SOURCE EXTRACT
=== Begin Enclosure ===
Why Legislative AI Demands Different Alignment Strategies

Building AI systems for legislative analysis is fundamentally different from building a general-purpose chatbot or even a legal research assistant. Legislative text operates under a unique set of constraints that general-purpose alignment techniques were not designed to handle .

Legislative language is inherently ambiguous by design. Statutes use open-textured terms like "reasonable," "substantial," and "undue burden" precisely because they need to accommodate unforeseen circumstances and evolving social conditions. An AI system trained to be helpful might resolve this ambiguity in ways that favor efficiency over democratic deliberation. An AI system trained to prioritize transparency and accessibility might flag ambiguities that legislators intentionally left open .

The stakes of these alignment choices are not abstract. When an AI system drafts a statute that restricts civil liberties, or analyzes legislation with discriminatory impact, the question of whose values that tool encodes becomes operationally significant. A model trained to prioritize helpfulness above all else will behave very differently from one trained to prioritize safety or ethical compliance .

How to Build Legislatively Aligned AI Systems

For organizations developing AI tools for legislative work, the emerging consensus points toward several practical steps:

  • Establish Transparent Constitutional Principles: Make the values governing your AI system explicit and publicly available. Anthropic released its January 2026 constitution under a Creative Commons public domain license, setting a precedent for transparency that legislative AI developers should follow.
  • Involve Democratic Stakeholders in Principle Development: Rather than writing constitutional principles in-house, convene representatives from the political communities affected by the AI system. The Collective Intelligence Project's experiment with one thousand Americans demonstrated that public input produces meaningfully different priorities than corporate teams alone.
  • Prioritize Safety and Oversight Above Helpfulness: Adopt Anthropic's four-tier hierarchy, where safety and human oversight come first, ethical behavior second, compliance with organizational guidelines third, and helpfulness fourth. This ordering reflects the professional responsibility structure that has governed lawyers for centuries.
  • Test for Ambiguity Handling: Develop specific tests to ensure your AI system handles legislative ambiguity appropriately. Does it resolve open-textured terms in ways that favor particular political outcomes? Does it flag intentional ambiguities for human review?
  • Document Value Trade-offs Explicitly: When your AI system must choose between competing values, document those choices and make them auditable. This creates accountability and allows democratic communities to contest the principles embedded in the system.

The convergence of three major developments in early 2026 underscores the urgency of this work. In January, Anthropic published its new constitution for Claude. That same month, a legal scholar at Singapore Management University published groundbreaking research distinguishing between private and public Constitutional AI. Two months later, the White House released a National Policy Framework for Artificial Intelligence, urging Congress to create a unified federal standard for AI regulation. These three developments, arriving in rapid succession, have converged around a question that practitioners building AI systems for legislative work can no longer ignore: what does it actually mean to embed constitutional principles into AI systems that analyze, draft, and interpret law ?

The answer, increasingly, is that it means involving the democratic communities those systems serve in deciding what those principles should be. The technical challenge of alignment is real and important. But the political challenge of legitimacy may be even more fundamental. An AI system that writes laws without the input of the people those laws govern is not just technically misaligned; it is democratically illegitimate, regardless of how well it performs on technical benchmarks.
=== End Enclosure ===
USING THE INFORMATION
- a) Condense the paragraph of the article on legislative AI alignment that begins "Legislative language is inherently ambiguous by design" into a short bulleted list that keeps its main facts.
- b) In two sentences, summarize the article on legislative AI alignment.
- c) Reproduce everything in the article on legislative AI alignment from "Building AI systems for legislative analysis" down to "left open .".

Stored data entries
=== Begin Enclosure ===
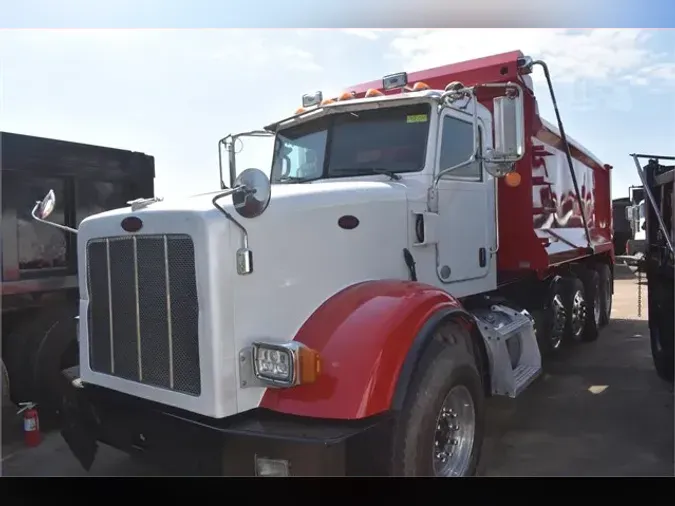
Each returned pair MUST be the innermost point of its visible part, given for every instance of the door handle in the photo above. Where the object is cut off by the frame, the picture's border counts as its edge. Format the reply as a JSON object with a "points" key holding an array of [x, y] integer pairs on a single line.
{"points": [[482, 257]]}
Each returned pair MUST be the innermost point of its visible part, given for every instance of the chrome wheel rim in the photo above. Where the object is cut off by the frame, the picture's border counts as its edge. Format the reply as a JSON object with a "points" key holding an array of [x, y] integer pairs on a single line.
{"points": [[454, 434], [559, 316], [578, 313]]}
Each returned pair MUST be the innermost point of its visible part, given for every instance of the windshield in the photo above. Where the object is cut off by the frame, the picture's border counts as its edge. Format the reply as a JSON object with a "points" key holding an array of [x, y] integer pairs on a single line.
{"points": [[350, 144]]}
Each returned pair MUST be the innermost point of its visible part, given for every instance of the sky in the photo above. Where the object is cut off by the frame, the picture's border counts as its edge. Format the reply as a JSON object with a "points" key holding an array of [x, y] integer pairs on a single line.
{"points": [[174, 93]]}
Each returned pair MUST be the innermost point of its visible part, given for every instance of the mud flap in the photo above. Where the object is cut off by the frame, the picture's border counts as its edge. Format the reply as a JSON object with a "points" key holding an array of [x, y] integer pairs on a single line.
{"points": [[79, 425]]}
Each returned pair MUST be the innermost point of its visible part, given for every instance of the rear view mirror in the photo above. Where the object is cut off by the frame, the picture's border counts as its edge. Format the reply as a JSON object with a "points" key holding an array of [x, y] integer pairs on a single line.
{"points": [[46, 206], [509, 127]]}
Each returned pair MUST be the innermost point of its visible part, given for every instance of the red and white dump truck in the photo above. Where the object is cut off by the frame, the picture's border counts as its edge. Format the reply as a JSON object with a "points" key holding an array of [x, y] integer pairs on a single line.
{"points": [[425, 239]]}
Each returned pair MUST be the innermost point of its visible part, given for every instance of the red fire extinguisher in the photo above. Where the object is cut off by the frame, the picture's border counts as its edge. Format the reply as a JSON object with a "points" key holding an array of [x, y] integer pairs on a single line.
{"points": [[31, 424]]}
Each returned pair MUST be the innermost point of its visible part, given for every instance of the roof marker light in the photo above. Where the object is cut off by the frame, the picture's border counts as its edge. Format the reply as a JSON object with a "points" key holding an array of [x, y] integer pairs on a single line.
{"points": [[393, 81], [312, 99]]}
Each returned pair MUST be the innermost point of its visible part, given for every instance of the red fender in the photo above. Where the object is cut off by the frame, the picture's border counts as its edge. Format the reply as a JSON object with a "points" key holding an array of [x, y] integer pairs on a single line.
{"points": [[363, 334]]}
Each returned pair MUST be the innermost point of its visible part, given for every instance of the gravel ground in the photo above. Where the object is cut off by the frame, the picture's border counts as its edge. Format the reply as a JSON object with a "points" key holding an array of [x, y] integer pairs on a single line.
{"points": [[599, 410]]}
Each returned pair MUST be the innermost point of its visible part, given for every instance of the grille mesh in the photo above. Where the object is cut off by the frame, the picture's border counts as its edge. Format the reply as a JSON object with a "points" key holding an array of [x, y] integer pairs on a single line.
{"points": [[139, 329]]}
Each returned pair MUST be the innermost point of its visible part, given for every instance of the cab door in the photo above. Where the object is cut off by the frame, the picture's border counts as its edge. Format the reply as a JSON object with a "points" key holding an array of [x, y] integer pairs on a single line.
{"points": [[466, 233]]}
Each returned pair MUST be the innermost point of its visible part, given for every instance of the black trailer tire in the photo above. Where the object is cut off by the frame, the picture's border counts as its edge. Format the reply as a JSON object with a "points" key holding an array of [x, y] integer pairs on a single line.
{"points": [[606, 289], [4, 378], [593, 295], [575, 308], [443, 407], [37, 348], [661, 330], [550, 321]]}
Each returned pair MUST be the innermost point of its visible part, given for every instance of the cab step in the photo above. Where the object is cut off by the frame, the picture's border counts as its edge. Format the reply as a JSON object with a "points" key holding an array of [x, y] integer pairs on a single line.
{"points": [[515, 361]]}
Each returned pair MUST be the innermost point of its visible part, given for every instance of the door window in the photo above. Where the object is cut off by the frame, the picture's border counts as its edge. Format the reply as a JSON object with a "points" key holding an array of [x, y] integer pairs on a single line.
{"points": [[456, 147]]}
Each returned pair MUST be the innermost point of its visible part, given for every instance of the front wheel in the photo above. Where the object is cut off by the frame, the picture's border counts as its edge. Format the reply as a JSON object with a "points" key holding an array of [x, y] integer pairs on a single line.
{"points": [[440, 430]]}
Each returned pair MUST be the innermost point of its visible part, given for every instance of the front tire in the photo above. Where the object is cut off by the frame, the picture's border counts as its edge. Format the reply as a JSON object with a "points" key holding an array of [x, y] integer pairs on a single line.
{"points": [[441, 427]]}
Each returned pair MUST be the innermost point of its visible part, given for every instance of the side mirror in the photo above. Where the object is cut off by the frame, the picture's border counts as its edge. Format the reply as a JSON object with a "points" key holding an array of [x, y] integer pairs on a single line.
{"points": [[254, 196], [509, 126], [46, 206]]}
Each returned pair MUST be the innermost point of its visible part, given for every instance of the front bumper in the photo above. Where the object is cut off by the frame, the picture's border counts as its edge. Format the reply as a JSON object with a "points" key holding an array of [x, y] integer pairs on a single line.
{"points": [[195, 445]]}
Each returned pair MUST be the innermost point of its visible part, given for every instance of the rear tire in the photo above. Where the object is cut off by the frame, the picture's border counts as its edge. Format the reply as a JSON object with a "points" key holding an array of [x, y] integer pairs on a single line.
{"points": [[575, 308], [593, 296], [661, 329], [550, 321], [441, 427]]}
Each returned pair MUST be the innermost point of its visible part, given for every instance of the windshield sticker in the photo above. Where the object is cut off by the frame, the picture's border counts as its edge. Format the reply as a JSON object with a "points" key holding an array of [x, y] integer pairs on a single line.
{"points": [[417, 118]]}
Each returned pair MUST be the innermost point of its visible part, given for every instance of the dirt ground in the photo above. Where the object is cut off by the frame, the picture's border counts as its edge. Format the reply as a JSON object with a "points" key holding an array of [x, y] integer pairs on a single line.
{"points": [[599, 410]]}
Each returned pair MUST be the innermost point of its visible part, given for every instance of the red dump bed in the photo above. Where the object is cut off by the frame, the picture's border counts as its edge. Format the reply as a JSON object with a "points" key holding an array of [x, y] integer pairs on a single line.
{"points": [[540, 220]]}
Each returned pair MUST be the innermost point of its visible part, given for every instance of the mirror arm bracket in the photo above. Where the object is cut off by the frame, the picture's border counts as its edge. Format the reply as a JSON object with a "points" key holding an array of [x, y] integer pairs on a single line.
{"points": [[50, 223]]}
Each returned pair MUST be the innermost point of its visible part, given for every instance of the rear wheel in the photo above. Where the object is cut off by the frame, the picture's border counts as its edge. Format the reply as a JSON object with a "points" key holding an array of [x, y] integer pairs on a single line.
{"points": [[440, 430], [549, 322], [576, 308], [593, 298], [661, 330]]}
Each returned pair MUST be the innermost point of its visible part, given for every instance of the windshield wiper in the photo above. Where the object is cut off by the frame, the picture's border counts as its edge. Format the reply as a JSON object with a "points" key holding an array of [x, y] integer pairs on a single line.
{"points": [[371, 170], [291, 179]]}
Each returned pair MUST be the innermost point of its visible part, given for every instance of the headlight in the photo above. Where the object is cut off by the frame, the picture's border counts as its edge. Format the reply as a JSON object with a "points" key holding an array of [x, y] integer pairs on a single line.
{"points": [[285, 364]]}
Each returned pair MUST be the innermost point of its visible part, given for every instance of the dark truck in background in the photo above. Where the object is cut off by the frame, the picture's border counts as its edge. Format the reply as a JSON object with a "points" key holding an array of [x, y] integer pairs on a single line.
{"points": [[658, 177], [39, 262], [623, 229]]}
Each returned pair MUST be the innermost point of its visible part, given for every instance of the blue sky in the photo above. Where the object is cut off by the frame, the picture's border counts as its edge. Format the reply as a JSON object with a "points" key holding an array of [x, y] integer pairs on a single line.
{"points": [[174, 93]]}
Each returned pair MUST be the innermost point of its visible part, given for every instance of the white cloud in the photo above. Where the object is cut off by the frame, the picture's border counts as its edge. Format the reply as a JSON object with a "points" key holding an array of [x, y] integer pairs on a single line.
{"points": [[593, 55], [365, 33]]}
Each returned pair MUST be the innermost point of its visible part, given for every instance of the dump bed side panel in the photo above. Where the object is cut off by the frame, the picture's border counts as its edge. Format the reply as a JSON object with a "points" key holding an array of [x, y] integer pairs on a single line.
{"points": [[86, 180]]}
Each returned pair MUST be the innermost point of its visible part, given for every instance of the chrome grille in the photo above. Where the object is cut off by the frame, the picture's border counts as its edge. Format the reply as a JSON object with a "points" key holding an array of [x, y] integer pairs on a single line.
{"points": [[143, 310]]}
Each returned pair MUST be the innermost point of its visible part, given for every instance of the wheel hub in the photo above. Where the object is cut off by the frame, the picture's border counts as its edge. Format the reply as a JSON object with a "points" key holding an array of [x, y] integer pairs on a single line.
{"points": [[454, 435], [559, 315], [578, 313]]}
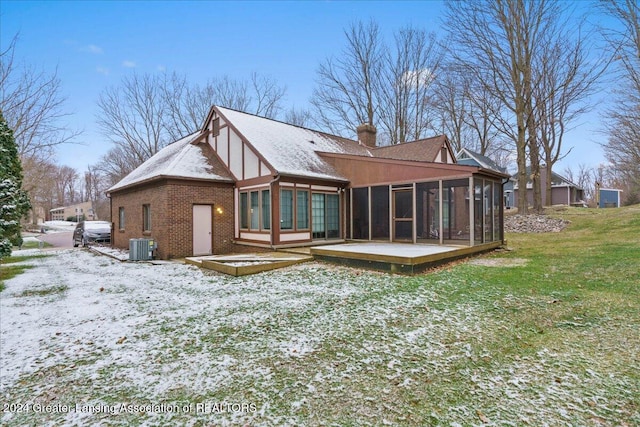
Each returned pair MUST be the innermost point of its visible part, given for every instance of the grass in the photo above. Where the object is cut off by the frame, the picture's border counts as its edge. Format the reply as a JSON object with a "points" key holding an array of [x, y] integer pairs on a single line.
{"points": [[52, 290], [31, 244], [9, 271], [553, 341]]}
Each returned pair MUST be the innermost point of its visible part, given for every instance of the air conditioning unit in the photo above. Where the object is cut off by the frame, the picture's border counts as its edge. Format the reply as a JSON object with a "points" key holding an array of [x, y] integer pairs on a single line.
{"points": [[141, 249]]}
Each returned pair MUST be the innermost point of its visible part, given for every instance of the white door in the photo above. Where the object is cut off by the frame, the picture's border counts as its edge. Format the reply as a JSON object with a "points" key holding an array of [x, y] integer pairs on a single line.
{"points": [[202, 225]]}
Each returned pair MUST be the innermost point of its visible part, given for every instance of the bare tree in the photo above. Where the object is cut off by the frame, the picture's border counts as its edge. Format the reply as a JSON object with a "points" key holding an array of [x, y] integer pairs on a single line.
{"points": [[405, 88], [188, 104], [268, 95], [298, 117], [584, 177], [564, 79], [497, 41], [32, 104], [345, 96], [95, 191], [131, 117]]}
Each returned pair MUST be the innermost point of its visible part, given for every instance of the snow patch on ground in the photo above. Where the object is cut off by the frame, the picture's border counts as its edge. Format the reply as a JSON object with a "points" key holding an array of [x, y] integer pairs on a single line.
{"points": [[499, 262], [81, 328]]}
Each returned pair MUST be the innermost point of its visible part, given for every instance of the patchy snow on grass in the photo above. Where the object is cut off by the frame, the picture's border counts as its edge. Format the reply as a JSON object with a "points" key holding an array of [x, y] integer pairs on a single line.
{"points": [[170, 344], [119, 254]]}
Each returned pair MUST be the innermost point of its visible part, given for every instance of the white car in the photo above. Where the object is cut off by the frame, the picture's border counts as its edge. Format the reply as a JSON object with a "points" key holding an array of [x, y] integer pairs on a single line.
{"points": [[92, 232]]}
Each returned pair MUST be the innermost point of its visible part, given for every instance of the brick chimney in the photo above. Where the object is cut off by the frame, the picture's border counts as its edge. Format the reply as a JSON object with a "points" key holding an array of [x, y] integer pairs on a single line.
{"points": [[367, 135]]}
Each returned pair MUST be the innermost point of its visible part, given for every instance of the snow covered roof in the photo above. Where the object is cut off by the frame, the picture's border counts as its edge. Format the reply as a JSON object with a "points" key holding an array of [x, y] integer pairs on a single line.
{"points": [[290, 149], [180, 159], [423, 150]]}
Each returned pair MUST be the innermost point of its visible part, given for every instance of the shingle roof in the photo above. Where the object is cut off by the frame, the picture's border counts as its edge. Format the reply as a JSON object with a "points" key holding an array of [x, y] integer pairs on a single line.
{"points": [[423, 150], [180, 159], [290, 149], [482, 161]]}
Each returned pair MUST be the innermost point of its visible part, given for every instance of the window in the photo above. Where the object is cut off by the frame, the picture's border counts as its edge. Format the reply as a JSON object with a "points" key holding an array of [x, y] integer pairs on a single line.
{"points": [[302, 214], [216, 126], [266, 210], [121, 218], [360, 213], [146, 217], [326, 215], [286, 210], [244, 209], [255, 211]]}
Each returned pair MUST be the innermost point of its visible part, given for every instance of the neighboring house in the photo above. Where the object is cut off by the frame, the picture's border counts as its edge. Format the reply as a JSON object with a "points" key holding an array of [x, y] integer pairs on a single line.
=== End Enclosure ===
TASK ANSWERS
- a)
- Statutes are deliberately ambiguous and use open-textured terms such as "reasonable," "substantial," and "undue burden."
- These terms let statutes cover unforeseen circumstances and changing social conditions.
- An AI system trained to be helpful might resolve such ambiguity in ways that favor efficiency over democratic deliberation.
- An AI system trained for transparency and accessibility might flag ambiguities that legislators intentionally left open.

- b) The article argues that AI for legislative analysis needs different alignment strategies because legislative language is ambiguous by design and the stakes of alignment choices are not abstract. It recommends transparent principles, stakeholder input, and safety above helpfulness, and concludes that an AI system that writes laws without the input of the people those laws govern is democratically illegitimate.

- c)
Building AI systems for legislative analysis is fundamentally different from building a general-purpose chatbot or even a legal research assistant. Legislative text operates under a unique set of constraints that general-purpose alignment techniques were not designed to handle .

Legislative language is inherently ambiguous by design. Statutes use open-textured terms like "reasonable," "substantial," and "undue burden" precisely because they need to accommodate unforeseen circumstances and evolving social conditions. An AI system trained to be helpful might resolve this ambiguity in ways that favor efficiency over democratic deliberation. An AI system trained to prioritize transparency and accessibility might flag ambiguities that legislators intentionally left open .